*** Opening of EXTRACT ***

He said that two or three days after the outbreak was discovered, staff members were banned from working at other facilities.

“As soon as we had an idea that this was something that shouldn’t be done, we stopped,” he said.


Killian said that “it’s a relatively common practice” for nurses to work in multiple long-term care facilities.

Dr. Michael Wasserman, president of the California Assn. of Long Term Care Medicine, said that low wages in nursing homes and assisted-living centers force many staffers to work in multiple facilities. Certified nursing assistants often make no more than minimum wage, and nurses typically receive less than they do in hospitals.

In addition, a sense of duty and financial stress may tempt employees to come to work sick, endangering elderly residents who have underlying health conditions.

“This is only the beginning, and there are going to be more Kirklands,” said Wasserman, a geriatrician and former chief executive officer of Rockport Healthcare Services, a California chain of more than 70 nursing homes.

“You’re taking a lethal virus, and if it gets into the nursing-home setting, where the staff are not trained to address it, this is what you get. The majority of nursing homes in this country are not prepared.”

The Kirkland nursing home is a branch of Life Care Centers of America, a company with more than 200 skilled nursing, rehabilitation, Alzheimer’s and senior living campuses in 28 states. With more than $3 billion in annual revenue, the privately held company based in Cleveland, Tenn., has about 40,000 employees.

*** Close of EXTRACT ***
*** Opening of RECORDED INFORMATION ***

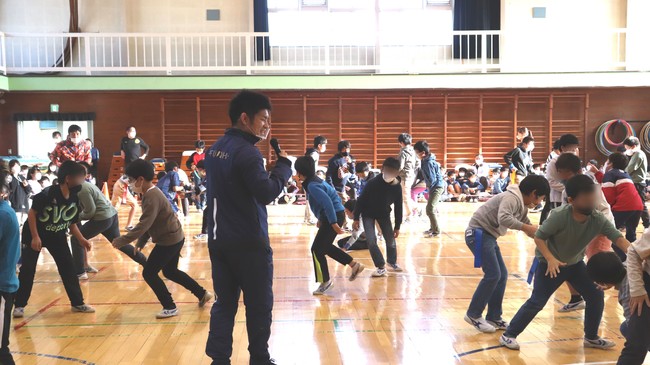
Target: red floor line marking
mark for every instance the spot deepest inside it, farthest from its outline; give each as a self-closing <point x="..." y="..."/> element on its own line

*** Close of RECORDED INFORMATION ***

▸ WORK TO COMPLETE
Transcribe the nursing-home passage above word for word, starting at "Dr. Michael Wasserman, president" and ending at "70 nursing homes.".

▸ SOLVED PROBLEM
Dr. Michael Wasserman, president of the California Assn. of Long Term Care Medicine, said that low wages in nursing homes and assisted-living centers force many staffers to work in multiple facilities. Certified nursing assistants often make no more than minimum wage, and nurses typically receive less than they do in hospitals.

In addition, a sense of duty and financial stress may tempt employees to come to work sick, endangering elderly residents who have underlying health conditions.

“This is only the beginning, and there are going to be more Kirklands,” said Wasserman, a geriatrician and former chief executive officer of Rockport Healthcare Services, a California chain of more than 70 nursing homes.